When my sister became a teenager, what once was anxiety about exposing her disabled child to people who she thought would be burdened by her disability was replaced by a newfound realisation of the many normal human experiences my disability would never allow me to have. Realisation became guilt that became the burden of overcompensation. 

She welcomes now, the men who pick me up from her driveway. They’re a comforting reminder to her that maybe there’s still time for her to undo years of sheltering me from social interactions. Time for the desires she never realised I had, to be satisfied. 

These pickups have become more frequent; seeing happy, albeit non-disabled, couples on my Twitter timeline has reignited my resolve to go on another date. “Come inside the yard, it’ll be easier for me with the wheelchair.” 

My mom is the designated orientator. She exchanges pleasantries with my date and ritually begins the crash course. First, how to get me inside the car making sure he listens to my directions on when to turn when we stand together. This is foreign to him, but he meets it with enthusiasm and diligence in equal measure. 

Next, removing the footrests and folding the chair. He’s surprised at how easy it is. Finally, how to position the wheelchair in the boot to not obstruct his rear view.

*EXERCISE SET*
#1 In the passage about going on dates as a wheelchair user, list the steps of the crash course the mother gives the date, in order.
#2 Write the next part of the passage about going on dates as a wheelchair user, continuing from its final sentence.

*SOURCE DATA*
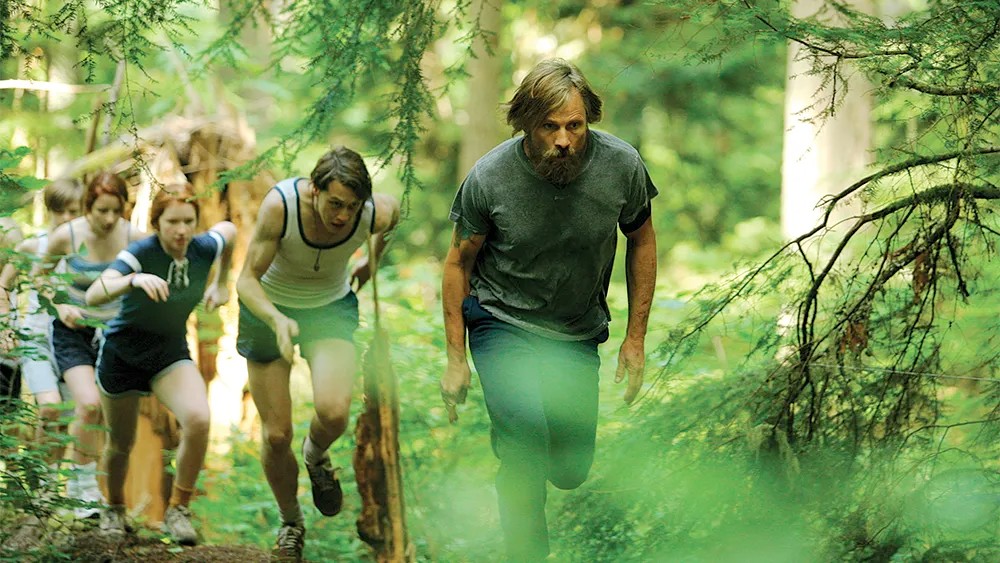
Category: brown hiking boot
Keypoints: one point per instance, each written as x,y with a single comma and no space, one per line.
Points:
288,546
327,494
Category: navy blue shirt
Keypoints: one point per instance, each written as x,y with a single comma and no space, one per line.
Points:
187,283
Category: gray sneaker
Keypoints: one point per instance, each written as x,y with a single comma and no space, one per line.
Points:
113,524
288,546
177,523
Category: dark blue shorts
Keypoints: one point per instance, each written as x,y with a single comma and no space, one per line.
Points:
336,320
129,362
74,347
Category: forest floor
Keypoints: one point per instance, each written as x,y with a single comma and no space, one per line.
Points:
83,543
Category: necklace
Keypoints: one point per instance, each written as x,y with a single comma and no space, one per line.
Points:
316,221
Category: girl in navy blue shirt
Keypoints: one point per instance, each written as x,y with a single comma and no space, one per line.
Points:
161,279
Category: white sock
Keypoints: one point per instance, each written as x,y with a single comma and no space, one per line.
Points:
311,454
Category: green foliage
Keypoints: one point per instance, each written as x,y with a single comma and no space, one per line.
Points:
14,188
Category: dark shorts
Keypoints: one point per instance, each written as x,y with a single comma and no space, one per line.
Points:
128,364
336,320
74,347
10,386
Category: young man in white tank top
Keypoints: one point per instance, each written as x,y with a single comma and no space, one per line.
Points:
295,288
62,202
10,382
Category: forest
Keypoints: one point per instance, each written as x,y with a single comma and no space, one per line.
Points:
820,378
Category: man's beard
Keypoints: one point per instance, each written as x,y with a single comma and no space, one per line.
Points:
558,166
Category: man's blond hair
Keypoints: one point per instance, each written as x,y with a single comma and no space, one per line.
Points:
546,89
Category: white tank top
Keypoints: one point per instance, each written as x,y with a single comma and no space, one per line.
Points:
304,275
35,318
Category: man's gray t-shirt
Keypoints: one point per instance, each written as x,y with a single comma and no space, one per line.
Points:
546,262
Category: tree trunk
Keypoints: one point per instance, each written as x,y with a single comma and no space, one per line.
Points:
382,522
482,107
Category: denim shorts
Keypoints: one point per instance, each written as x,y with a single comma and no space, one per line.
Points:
130,362
74,347
336,320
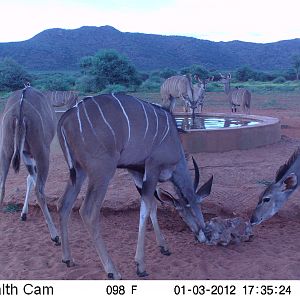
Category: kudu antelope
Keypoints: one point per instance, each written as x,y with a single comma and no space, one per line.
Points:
199,92
62,98
107,132
236,96
28,127
180,86
276,195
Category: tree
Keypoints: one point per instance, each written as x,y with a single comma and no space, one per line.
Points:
296,65
12,75
108,67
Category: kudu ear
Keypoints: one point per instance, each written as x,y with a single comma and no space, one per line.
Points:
205,189
291,182
164,196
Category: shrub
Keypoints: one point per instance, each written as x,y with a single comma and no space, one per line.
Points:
279,79
12,75
114,88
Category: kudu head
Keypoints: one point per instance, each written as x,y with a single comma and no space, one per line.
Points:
199,88
225,79
276,194
188,208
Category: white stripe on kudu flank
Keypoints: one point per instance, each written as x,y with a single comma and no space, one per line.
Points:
146,116
38,113
168,127
86,114
156,123
78,117
105,121
69,159
123,110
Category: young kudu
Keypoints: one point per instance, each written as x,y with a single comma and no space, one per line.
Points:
28,127
276,195
236,96
107,132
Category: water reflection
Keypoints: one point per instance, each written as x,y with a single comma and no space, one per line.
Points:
211,122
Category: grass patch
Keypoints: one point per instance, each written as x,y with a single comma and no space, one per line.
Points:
12,208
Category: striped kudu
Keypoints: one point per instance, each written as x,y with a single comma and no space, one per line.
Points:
28,127
62,98
180,86
199,91
107,132
236,96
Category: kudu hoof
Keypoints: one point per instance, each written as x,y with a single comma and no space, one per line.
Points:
164,251
56,241
112,276
142,274
69,263
23,217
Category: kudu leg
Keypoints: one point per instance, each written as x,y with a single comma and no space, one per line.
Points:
31,181
42,164
4,167
65,204
148,189
90,213
164,249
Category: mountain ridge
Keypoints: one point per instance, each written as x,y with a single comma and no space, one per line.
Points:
61,49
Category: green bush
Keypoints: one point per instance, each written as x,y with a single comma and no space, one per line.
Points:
109,67
86,84
54,81
12,75
279,79
114,88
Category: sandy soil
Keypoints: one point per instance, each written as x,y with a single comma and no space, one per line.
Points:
26,251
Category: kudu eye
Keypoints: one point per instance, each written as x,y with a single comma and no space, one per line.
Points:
266,199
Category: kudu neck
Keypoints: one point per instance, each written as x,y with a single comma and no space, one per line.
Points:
227,87
182,180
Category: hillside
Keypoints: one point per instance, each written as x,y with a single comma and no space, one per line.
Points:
61,49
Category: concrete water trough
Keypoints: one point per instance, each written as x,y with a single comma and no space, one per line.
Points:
224,132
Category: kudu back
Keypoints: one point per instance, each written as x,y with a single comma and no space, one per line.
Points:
28,127
107,132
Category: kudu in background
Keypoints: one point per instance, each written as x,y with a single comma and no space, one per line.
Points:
107,132
236,96
28,127
180,86
199,92
276,195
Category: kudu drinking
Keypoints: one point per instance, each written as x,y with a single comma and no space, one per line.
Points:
236,96
28,127
180,86
107,132
276,194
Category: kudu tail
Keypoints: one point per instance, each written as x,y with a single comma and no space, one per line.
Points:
19,136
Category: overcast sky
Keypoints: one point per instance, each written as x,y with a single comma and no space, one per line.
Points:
259,21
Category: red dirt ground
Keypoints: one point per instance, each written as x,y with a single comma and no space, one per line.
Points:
26,251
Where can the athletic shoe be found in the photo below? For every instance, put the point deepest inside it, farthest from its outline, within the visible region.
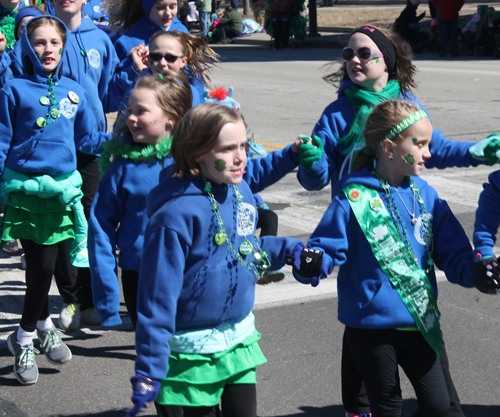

*TASK-BY-TASK ANSWERS*
#1
1. How to get the writer inside the car, with the date listening to the writer's directions on when to turn as they stand together.
2. Removing the footrests and folding the chair.
3. Positioning the wheelchair in the boot so it does not obstruct the date's rear view.

#2
It’s the last time she’ll probably ever see him. After tonight, I’ll eventually grow tired of willing him to see me as more than just his cool homegirl like I did the last five times I went on a date, just like this one. 

“Are you okay? I noticed that your hands were shaking.” When I tell him about my persistent tremor which neither indicates nerves or fear, my reflex is to search his face for a sign. Is this emotionally laborious for him already? I assure him that he’ll get used to it, desperate that he buys this truth I can’t confirm. 

Maybe I am nervous, nervous that I now need to be smarter, funnier, wittier so that this hard work will be worth it for him. 

What has characterised my experience of dating as a disabled woman, at least one that is Black and fat, is either feeling like I have to assimilate they way I have all my life, bring only the palatable parts of my disability, latch on to any attention I get even from the most undesirable and abusive men or, be more than just disabled. 

This is not a unique experience; too often, the burden in finding a partner for disabled people means buying affection, morphing themselves, chiselling parts of their disability to fit elusive constructs not designed for them. In the end, they are rendered “too disabled” to be chosen. To be accepted. To be loved. 

These “too disabled” women are the same women who still languish out of the healthy, affirmative, and nurturing relationship space frequented by their peers. They remain in the wings, waiting for a cue that never comes. Unable to admit to their mothers why so and so no longer picks them up.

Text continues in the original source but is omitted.